-- BEGIN RECORDS FOR THE EXERCISE --

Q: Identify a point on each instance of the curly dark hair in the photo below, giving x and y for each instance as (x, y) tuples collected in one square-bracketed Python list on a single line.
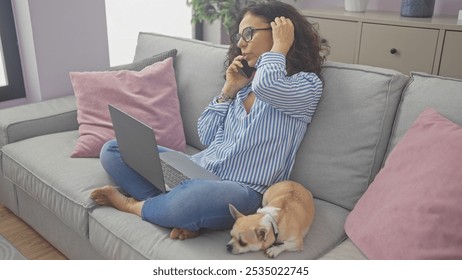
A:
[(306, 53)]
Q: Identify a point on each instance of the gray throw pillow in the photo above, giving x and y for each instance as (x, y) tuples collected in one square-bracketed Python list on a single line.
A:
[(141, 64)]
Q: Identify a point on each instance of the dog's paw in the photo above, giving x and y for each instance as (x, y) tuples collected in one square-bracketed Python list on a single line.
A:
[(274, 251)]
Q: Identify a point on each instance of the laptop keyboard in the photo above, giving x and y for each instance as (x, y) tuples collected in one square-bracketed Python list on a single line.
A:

-- END RECORDS FOR THE EXERCISE --
-- BEGIN RECORDS FOR THE EXERCISE --

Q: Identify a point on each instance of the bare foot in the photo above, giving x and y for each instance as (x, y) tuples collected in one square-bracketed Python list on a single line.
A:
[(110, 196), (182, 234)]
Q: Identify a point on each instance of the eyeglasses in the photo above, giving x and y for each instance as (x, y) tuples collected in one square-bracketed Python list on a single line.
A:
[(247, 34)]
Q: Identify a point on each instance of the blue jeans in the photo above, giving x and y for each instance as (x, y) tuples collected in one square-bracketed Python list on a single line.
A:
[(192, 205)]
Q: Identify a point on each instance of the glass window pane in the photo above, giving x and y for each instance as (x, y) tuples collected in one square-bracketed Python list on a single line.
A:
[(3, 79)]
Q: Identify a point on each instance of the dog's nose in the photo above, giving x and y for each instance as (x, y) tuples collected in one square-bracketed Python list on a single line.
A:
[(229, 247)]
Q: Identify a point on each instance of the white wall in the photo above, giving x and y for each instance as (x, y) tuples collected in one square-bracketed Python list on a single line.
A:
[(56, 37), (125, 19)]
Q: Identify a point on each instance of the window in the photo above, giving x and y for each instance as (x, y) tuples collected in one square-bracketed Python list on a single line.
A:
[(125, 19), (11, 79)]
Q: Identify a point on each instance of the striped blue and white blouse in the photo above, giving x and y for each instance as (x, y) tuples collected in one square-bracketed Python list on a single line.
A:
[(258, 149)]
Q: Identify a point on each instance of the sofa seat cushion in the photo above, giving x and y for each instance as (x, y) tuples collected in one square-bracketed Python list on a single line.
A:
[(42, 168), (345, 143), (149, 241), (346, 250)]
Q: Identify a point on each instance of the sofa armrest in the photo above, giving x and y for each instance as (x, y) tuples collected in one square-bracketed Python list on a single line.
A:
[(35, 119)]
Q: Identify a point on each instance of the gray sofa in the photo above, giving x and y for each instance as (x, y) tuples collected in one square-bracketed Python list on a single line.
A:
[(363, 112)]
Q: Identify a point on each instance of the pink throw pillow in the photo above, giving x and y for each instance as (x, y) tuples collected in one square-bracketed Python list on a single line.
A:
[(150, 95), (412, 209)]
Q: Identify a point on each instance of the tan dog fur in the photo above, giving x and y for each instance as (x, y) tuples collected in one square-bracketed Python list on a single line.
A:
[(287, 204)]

-- END RECORDS FOR THE EXERCISE --

Please output the stretch of the listing above from the line containing "Q: Identify a point on each instance of the sofa seat" through the line containing "[(363, 112)]", reproducing every line unchanged.

RESULT ▸
Q: Identify a point on each instance of the sofa seat cushion in the photo above, giving x and y for each instance as (x, y) tuples collected in one square-bracketed Python list on a single line.
A:
[(42, 168), (345, 143), (149, 241), (346, 250)]
Q: Identify a point on each instance of the sofa armrest in the photo above, giving x and y for each instance as (x, y) tuples collected in one square-bracketed Python list on a single line.
A:
[(35, 119)]
Q: Identify a point on each instance of the gray sofa in the photo above, giving x and y for each instance as (x, y) tuples collected in one square-bracketed Python list on a single line.
A:
[(363, 112)]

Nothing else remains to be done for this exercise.